Image-grounded pointing data:
######
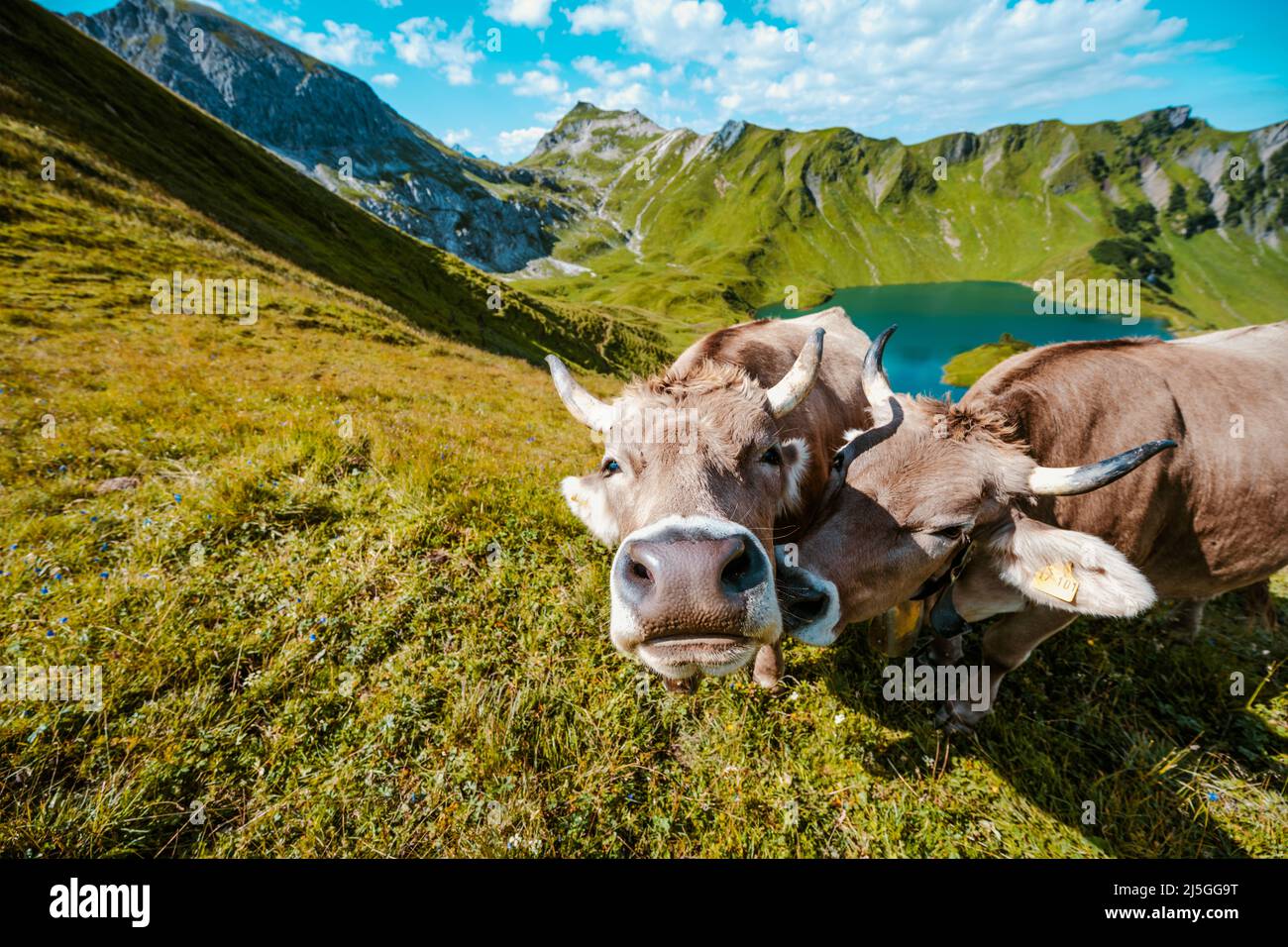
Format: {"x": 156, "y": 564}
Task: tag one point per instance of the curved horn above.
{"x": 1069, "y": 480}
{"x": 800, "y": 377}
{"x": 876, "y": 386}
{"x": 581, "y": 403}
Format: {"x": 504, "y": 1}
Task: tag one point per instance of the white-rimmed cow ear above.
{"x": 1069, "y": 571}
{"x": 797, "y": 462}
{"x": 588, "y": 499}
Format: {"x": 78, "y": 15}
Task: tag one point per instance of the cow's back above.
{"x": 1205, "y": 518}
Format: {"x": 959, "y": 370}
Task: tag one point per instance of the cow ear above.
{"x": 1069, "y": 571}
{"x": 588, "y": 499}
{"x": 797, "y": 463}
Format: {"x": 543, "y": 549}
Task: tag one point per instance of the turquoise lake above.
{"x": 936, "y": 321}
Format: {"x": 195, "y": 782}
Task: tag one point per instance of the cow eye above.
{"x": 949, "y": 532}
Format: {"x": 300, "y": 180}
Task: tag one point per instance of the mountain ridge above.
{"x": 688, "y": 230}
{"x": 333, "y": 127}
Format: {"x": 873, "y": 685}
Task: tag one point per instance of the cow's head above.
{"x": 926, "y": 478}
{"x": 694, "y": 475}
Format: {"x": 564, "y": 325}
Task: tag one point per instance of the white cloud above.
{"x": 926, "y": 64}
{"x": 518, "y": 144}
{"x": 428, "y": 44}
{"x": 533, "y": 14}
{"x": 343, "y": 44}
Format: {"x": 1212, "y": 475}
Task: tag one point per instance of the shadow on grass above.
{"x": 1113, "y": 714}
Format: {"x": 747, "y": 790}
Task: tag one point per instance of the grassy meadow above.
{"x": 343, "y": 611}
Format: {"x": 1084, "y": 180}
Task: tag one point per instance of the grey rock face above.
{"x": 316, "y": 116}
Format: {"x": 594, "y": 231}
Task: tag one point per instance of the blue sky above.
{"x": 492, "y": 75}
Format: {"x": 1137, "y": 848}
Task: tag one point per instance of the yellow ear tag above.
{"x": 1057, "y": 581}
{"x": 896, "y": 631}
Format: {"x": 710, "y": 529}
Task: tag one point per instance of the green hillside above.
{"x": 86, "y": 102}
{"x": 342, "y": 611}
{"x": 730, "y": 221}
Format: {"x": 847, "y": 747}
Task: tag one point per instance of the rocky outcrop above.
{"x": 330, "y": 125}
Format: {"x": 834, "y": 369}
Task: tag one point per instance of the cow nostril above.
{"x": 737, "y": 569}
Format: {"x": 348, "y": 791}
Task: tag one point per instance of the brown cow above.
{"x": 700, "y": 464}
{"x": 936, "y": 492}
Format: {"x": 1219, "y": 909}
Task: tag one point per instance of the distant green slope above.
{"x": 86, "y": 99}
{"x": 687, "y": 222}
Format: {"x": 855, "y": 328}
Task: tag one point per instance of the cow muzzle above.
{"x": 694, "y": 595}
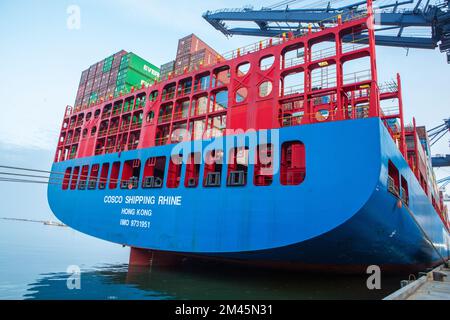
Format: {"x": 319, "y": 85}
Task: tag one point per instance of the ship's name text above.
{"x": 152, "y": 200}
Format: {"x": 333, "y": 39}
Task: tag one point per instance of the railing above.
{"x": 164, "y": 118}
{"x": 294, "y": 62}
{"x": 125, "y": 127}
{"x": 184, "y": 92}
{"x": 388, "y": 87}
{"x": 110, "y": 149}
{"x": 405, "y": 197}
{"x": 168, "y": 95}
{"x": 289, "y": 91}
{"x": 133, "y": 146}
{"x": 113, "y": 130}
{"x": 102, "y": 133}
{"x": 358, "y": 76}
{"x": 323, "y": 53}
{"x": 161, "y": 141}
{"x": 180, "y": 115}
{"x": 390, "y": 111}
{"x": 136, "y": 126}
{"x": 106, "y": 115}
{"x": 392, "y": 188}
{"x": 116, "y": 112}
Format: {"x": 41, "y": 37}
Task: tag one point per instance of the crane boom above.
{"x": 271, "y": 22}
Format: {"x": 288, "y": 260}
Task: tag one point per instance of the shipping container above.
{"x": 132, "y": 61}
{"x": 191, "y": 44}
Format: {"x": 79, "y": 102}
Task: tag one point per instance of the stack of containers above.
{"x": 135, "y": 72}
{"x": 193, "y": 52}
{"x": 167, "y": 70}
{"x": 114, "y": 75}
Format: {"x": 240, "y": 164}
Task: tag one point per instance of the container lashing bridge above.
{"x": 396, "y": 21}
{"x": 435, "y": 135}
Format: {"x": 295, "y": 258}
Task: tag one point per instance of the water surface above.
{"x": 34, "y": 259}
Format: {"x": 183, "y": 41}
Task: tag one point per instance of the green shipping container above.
######
## What is needed
I'd like every record printed exactly, with the pictures left out.

## Response for this exercise
Format: {"x": 156, "y": 564}
Task: tag one point per instance of the curved horn above.
{"x": 1069, "y": 480}
{"x": 800, "y": 377}
{"x": 876, "y": 386}
{"x": 581, "y": 403}
Format: {"x": 504, "y": 1}
Task: tag one point per instance of the white-rimmed cow ear above.
{"x": 1069, "y": 571}
{"x": 797, "y": 462}
{"x": 588, "y": 499}
Format: {"x": 78, "y": 15}
Task: tag one point per instance of the cow's back above.
{"x": 1205, "y": 518}
Format: {"x": 959, "y": 370}
Task: tag one point per instance of the cow ear above.
{"x": 1069, "y": 571}
{"x": 588, "y": 499}
{"x": 797, "y": 463}
Format: {"x": 543, "y": 549}
Task: tag one point per instance of the turquoise lake above.
{"x": 936, "y": 321}
Format: {"x": 195, "y": 782}
Task: tag one point per instance of the cow eye above.
{"x": 949, "y": 532}
Format: {"x": 300, "y": 180}
Task: tag one point per instance of the mountain ridge above.
{"x": 688, "y": 230}
{"x": 333, "y": 127}
Format: {"x": 873, "y": 685}
Task: tag one point per instance of the cow's head above.
{"x": 926, "y": 478}
{"x": 694, "y": 475}
Format: {"x": 564, "y": 325}
Task: tag one point per instance of the white cloud above.
{"x": 926, "y": 64}
{"x": 518, "y": 144}
{"x": 428, "y": 44}
{"x": 533, "y": 14}
{"x": 343, "y": 44}
Format: {"x": 1212, "y": 475}
Task: tag one point per instance of the shadow on grass above.
{"x": 1113, "y": 714}
Format: {"x": 747, "y": 790}
Task: tag one point per instance of the grassy meadow above.
{"x": 343, "y": 611}
Format: {"x": 1084, "y": 180}
Task: tag one point per instance of the grey rock face above.
{"x": 316, "y": 116}
Format: {"x": 594, "y": 231}
Task: tag one point per instance of the blue sky above.
{"x": 492, "y": 75}
Format: {"x": 1137, "y": 848}
Task: tag one point per instance of the yellow ear tag above.
{"x": 1057, "y": 581}
{"x": 896, "y": 631}
Format: {"x": 710, "y": 529}
Task: tag one point per instance of the green hillside above.
{"x": 86, "y": 102}
{"x": 342, "y": 611}
{"x": 730, "y": 221}
Format: {"x": 847, "y": 747}
Task: tag one point per instance of the rocky outcrop above.
{"x": 330, "y": 125}
Format: {"x": 834, "y": 369}
Task: tag one point per instance of the cow nostril above.
{"x": 737, "y": 569}
Format: {"x": 348, "y": 791}
Task: tag one point per instance of the brown cow above.
{"x": 700, "y": 464}
{"x": 936, "y": 492}
Format: {"x": 1219, "y": 909}
Task: tag one point per instance of the distant green slope above.
{"x": 86, "y": 99}
{"x": 687, "y": 222}
Format: {"x": 855, "y": 328}
Task: tag one point per instance of the cow muzzle above.
{"x": 694, "y": 595}
Format: {"x": 319, "y": 85}
Task: tag one point per instance of the ship's name text above.
{"x": 152, "y": 200}
Format: {"x": 333, "y": 39}
Task: tag one point per instance of the railing above.
{"x": 164, "y": 118}
{"x": 294, "y": 62}
{"x": 125, "y": 127}
{"x": 184, "y": 92}
{"x": 388, "y": 87}
{"x": 110, "y": 149}
{"x": 405, "y": 197}
{"x": 168, "y": 95}
{"x": 289, "y": 91}
{"x": 133, "y": 146}
{"x": 113, "y": 130}
{"x": 102, "y": 133}
{"x": 358, "y": 76}
{"x": 323, "y": 53}
{"x": 161, "y": 141}
{"x": 180, "y": 115}
{"x": 390, "y": 111}
{"x": 136, "y": 126}
{"x": 106, "y": 115}
{"x": 392, "y": 188}
{"x": 116, "y": 112}
Format: {"x": 41, "y": 37}
Task: tag one point per instance of the crane boom above.
{"x": 271, "y": 22}
Format: {"x": 288, "y": 260}
Task: tag one point per instance of the shipping container above.
{"x": 132, "y": 61}
{"x": 191, "y": 44}
Format: {"x": 79, "y": 102}
Task: tag one point per instance of the stack of containers above.
{"x": 135, "y": 72}
{"x": 193, "y": 52}
{"x": 167, "y": 70}
{"x": 114, "y": 75}
Format: {"x": 240, "y": 164}
Task: tag one point per instance of the container lashing bridge above.
{"x": 396, "y": 21}
{"x": 435, "y": 135}
Format: {"x": 295, "y": 258}
Task: tag one point per instance of the water surface above.
{"x": 34, "y": 259}
Format: {"x": 183, "y": 41}
Task: tag one point per instance of the green shipping container above.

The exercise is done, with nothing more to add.